(Named-object pointing records)
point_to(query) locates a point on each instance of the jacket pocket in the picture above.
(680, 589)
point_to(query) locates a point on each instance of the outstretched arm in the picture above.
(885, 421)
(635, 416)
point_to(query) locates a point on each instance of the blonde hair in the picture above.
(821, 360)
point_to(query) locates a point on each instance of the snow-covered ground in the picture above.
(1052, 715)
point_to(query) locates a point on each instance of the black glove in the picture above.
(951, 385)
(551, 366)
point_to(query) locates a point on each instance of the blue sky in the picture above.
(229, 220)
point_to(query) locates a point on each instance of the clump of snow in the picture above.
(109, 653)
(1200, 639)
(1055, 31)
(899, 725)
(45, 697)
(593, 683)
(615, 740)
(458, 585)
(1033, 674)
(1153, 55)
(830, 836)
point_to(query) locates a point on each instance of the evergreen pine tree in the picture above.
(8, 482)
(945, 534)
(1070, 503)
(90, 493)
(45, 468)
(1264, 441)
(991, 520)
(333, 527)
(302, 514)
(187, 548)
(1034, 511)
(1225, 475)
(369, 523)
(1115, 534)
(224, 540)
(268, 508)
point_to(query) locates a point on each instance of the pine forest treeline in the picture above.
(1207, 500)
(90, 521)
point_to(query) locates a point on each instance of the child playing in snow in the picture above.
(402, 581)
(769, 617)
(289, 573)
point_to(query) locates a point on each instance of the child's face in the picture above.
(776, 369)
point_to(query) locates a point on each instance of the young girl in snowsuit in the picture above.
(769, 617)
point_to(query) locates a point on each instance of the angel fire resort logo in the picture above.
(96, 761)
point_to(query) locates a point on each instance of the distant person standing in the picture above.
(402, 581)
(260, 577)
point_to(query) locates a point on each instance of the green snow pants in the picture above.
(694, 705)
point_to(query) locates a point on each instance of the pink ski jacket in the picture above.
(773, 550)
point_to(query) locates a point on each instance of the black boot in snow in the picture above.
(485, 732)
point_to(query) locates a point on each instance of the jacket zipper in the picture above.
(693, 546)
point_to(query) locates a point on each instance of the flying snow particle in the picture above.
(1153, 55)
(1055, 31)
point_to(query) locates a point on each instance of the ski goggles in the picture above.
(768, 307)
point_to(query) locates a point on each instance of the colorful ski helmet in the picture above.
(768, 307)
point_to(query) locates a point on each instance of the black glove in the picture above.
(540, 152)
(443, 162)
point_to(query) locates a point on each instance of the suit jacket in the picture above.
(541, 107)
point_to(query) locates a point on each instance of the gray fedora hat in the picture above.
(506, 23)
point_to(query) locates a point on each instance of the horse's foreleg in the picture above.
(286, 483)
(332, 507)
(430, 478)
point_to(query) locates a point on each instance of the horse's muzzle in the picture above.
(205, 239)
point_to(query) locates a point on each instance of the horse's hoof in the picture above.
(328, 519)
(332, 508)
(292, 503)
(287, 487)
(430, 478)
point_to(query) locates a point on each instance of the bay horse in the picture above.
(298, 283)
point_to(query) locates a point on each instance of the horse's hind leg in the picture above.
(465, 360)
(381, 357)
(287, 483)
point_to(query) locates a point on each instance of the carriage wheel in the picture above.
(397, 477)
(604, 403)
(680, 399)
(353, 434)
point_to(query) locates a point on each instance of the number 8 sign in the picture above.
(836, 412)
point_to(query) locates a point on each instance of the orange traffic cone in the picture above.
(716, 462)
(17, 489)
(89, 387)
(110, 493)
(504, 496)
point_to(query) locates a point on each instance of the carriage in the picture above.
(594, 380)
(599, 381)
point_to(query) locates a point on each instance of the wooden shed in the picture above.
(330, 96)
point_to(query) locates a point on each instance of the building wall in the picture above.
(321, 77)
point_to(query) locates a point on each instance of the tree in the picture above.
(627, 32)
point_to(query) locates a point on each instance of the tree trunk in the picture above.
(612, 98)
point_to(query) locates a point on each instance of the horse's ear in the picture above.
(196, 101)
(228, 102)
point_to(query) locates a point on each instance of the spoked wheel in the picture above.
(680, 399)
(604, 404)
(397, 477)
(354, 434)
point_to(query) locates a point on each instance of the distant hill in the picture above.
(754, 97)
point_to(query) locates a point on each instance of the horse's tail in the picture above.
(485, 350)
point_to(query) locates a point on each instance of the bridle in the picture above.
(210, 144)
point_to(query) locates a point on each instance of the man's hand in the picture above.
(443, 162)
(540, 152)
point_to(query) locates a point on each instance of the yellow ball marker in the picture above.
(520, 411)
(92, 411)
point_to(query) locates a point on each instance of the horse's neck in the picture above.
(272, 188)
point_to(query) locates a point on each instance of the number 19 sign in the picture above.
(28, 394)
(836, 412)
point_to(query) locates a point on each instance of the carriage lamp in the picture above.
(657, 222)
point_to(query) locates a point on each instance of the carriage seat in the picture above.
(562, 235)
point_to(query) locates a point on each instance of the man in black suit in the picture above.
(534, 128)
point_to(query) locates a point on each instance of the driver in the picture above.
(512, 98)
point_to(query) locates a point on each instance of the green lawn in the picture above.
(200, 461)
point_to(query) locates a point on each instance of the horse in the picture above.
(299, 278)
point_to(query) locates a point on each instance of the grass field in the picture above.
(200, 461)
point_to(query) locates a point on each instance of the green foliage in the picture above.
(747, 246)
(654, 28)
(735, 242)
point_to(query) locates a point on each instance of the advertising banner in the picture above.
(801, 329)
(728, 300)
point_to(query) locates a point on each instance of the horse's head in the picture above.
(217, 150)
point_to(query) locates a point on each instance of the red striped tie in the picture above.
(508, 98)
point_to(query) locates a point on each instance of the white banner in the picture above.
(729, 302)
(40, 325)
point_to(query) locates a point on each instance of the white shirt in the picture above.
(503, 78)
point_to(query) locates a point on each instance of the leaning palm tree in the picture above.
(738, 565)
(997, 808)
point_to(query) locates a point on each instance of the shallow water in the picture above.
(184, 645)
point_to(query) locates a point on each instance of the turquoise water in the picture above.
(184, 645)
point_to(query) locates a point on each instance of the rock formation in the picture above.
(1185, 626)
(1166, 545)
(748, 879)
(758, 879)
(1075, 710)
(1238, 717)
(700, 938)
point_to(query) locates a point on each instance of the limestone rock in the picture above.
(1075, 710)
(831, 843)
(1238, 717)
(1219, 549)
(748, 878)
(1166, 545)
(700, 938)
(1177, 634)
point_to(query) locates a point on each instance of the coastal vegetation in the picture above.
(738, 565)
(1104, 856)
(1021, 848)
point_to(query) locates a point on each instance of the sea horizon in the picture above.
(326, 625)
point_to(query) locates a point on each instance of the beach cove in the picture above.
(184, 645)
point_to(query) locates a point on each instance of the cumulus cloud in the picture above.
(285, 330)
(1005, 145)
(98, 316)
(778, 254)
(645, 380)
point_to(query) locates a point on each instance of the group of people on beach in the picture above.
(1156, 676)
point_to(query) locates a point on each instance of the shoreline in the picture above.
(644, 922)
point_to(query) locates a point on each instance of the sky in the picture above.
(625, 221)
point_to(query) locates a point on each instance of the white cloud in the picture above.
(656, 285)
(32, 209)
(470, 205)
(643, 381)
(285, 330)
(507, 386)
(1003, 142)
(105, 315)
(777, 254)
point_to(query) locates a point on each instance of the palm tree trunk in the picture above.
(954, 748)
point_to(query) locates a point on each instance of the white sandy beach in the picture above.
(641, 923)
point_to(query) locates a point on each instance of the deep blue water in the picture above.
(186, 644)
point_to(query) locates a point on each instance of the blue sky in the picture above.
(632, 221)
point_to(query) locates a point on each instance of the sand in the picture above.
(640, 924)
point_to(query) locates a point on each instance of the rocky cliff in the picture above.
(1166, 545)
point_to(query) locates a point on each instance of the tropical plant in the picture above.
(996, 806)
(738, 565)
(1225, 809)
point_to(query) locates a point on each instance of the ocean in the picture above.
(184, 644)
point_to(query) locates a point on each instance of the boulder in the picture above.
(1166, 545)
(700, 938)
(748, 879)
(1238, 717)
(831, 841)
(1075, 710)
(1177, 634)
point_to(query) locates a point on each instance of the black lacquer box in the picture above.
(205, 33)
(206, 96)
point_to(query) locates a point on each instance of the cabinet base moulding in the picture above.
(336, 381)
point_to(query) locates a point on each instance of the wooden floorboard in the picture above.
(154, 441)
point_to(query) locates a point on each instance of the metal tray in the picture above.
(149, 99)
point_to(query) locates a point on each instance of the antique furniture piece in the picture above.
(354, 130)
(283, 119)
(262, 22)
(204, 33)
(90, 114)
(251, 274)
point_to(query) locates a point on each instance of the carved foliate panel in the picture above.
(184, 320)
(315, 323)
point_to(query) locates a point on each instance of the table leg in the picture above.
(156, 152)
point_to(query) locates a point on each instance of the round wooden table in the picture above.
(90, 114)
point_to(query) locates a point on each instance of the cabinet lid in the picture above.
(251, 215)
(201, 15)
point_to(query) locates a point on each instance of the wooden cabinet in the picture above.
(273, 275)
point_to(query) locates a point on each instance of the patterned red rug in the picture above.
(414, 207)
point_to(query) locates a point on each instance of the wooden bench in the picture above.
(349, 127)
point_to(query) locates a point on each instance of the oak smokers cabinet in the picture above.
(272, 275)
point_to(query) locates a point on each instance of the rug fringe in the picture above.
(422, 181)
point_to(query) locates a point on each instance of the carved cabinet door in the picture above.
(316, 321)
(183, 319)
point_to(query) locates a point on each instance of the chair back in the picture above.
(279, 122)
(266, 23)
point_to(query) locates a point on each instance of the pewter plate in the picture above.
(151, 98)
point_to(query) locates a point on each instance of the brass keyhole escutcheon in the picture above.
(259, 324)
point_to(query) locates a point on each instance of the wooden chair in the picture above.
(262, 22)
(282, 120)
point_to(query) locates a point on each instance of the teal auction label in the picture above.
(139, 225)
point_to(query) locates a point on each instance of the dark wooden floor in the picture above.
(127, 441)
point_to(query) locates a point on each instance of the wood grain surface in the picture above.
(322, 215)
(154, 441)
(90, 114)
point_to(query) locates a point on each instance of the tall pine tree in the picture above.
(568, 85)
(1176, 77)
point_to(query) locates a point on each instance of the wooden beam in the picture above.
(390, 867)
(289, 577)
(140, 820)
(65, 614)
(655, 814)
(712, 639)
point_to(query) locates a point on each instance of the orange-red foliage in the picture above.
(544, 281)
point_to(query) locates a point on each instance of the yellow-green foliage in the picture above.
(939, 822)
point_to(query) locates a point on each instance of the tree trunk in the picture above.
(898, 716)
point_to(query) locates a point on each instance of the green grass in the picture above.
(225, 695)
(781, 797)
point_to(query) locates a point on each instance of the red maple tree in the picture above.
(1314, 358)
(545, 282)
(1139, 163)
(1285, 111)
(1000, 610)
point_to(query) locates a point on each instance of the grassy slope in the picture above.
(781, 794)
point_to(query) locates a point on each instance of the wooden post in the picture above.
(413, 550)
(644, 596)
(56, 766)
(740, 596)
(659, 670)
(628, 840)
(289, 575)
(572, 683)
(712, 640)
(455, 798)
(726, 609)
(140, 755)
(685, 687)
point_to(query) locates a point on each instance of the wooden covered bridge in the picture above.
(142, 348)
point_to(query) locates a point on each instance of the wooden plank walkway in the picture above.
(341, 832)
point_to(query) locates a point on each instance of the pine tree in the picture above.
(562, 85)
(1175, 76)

> [Exercise brief] Output the line holding "point_to(query) locates a point on each instance of the tall", then every later line through the end of the records above, exactly as given and nothing else.

> [Task output]
point_to(query) locates a point on each instance of the tall pine tree in the picture above.
(568, 85)
(1176, 77)
point_to(query) locates a point on each instance of the wooden beam in the picture above.
(390, 867)
(289, 577)
(140, 820)
(65, 614)
(655, 814)
(712, 639)
point_to(query) locates a point on each instance of the orange-red foliage in the picture above.
(544, 281)
point_to(query) locates a point on each instance of the yellow-green foliage in the picture above.
(939, 822)
point_to(query) locates a point on each instance of the tree trunk in the picture above.
(898, 716)
point_to(query) locates a point on each instance of the green grass in the picture above.
(225, 695)
(781, 797)
point_to(query) locates a point on each instance of the red maple tree in the picture above.
(1314, 358)
(545, 282)
(1139, 163)
(1285, 111)
(1000, 610)
point_to(query) locates a point on each instance of the grassy slope in the picture above.
(781, 794)
point_to(query) locates a point on each instance of the wooden post in the picture above.
(413, 550)
(644, 596)
(56, 766)
(740, 596)
(659, 670)
(628, 840)
(289, 575)
(572, 683)
(712, 640)
(455, 798)
(726, 609)
(140, 755)
(685, 687)
point_to(query) locates a point on each instance of the wooden covered bridge in the picture above.
(142, 348)
point_to(query) locates a point on each instance of the wooden plank walkway in the picture above.
(341, 832)
point_to(query) locates a point on each instance of the pine tree in the picture above.
(562, 85)
(1175, 76)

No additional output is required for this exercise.